(Excerpt provided):
----------
Nope. They aren't trying to kowtow to the insurance industry. That's just financing for yokels. The yokels should finance for a shorter term. Individuals looking for health insurance don't have an option.
Wes, this is a "free-market" deal. Republicans don't want to touch health care costs by applying pressure to the insurance industry. But everyone who's worked in the business knows that insurance companies are the ONLY ONES who are in a position to apply pressure. If you won't pressure insurers, your costs will keep spiraling up. That's because competition in that industry is a myth. Thus, the "free market" is a myth. But don't tell that to Republican legislators. They love their myths.
Insurance companies don't insure big companies. They collect fees. The companies self-insure. Cost increases are the insured companies' problem.
And the increased income to insurance companies due to cost increases are something like THREE TIMES what they could gain from increases in their number of insured (they call them "lives," as in "we cover a million lives"). Even significant losses in their numbers of insured don't outweigh the annual cost increases that pump up their bottom lines.
It comes out of taxes. Then we pay the insurance companies for our coverage. Then costs increase, and we pay them more. Welcome to the money machine.
They already have them. They'd love to have more, of course, if the government will force us to buy insurance from them with no compensating cost-cutting by the insurance companies. They want a deal like pharma got with Medicare Part D. The necessary thing, soon, is to enforce a scheme for reducing cost pressures. But the conservatives have extracted a "hands-off" policy, for now, in exchange for their vote.
It really sucks. The insurance companies have us by the balls, either way it goes.
----------
(Exercise objective): Retype the comments on health insurance costs word for word, from beginning to end.

(Given entries):
----------
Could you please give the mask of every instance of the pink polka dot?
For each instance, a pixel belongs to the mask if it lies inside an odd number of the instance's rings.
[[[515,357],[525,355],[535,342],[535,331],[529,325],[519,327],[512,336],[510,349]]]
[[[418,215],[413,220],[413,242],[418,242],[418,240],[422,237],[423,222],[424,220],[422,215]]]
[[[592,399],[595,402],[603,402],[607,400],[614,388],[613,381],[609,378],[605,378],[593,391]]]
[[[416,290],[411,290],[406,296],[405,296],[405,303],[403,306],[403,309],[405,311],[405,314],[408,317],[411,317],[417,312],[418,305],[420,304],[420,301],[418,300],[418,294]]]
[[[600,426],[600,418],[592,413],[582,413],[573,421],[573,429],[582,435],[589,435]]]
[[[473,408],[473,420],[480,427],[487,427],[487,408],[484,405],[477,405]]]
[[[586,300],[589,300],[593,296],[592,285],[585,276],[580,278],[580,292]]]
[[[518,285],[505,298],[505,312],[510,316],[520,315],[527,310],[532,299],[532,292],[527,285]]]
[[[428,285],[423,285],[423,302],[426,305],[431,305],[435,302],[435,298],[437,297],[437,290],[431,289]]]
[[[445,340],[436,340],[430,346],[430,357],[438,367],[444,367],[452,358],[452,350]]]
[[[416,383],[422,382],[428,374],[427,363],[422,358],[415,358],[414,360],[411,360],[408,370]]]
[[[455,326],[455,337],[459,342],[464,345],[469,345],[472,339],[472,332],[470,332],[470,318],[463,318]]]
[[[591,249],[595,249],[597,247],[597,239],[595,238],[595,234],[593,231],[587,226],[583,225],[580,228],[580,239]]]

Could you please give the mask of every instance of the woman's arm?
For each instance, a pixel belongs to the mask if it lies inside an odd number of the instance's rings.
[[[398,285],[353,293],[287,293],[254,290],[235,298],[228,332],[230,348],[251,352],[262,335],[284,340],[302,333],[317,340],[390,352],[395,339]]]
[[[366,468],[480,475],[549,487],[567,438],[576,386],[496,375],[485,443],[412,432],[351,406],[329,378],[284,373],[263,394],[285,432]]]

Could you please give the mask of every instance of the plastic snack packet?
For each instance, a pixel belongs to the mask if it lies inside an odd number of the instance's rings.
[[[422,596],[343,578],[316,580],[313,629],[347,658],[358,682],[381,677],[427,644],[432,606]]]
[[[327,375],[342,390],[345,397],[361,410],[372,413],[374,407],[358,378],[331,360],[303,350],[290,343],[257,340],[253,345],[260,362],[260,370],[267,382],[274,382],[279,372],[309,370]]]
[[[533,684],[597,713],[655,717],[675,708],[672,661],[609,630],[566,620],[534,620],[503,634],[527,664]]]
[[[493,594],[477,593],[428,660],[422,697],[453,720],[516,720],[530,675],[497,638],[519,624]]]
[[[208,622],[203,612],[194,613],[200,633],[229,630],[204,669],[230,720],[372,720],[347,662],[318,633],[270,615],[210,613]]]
----------
(Your response):
Nope. They aren't trying to kowtow to the insurance industry. That's just financing for yokels. The yokels should finance for a shorter term. Individuals looking for health insurance don't have an option.
Wes, this is a "free-market" deal. Republicans don't want to touch health care costs by applying pressure to the insurance industry. But everyone who's worked in the business knows that insurance companies are the ONLY ONES who are in a position to apply pressure. If you won't pressure insurers, your costs will keep spiraling up. That's because competition in that industry is a myth. Thus, the "free market" is a myth. But don't tell that to Republican legislators. They love their myths.
Insurance companies don't insure big companies. They collect fees. The companies self-insure. Cost increases are the insured companies' problem.
And the increased income to insurance companies due to cost increases are something like THREE TIMES what they could gain from increases in their number of insured (they call them "lives," as in "we cover a million lives"). Even significant losses in their numbers of insured don't outweigh the annual cost increases that pump up their bottom lines.
It comes out of taxes. Then we pay the insurance companies for our coverage. Then costs increase, and we pay them more. Welcome to the money machine.
They already have them. They'd love to have more, of course, if the government will force us to buy insurance from them with no compensating cost-cutting by the insurance companies. They want a deal like pharma got with Medicare Part D. The necessary thing, soon, is to enforce a scheme for reducing cost pressures. But the conservatives have extracted a "hands-off" policy, for now, in exchange for their vote.
It really sucks. The insurance companies have us by the balls, either way it goes.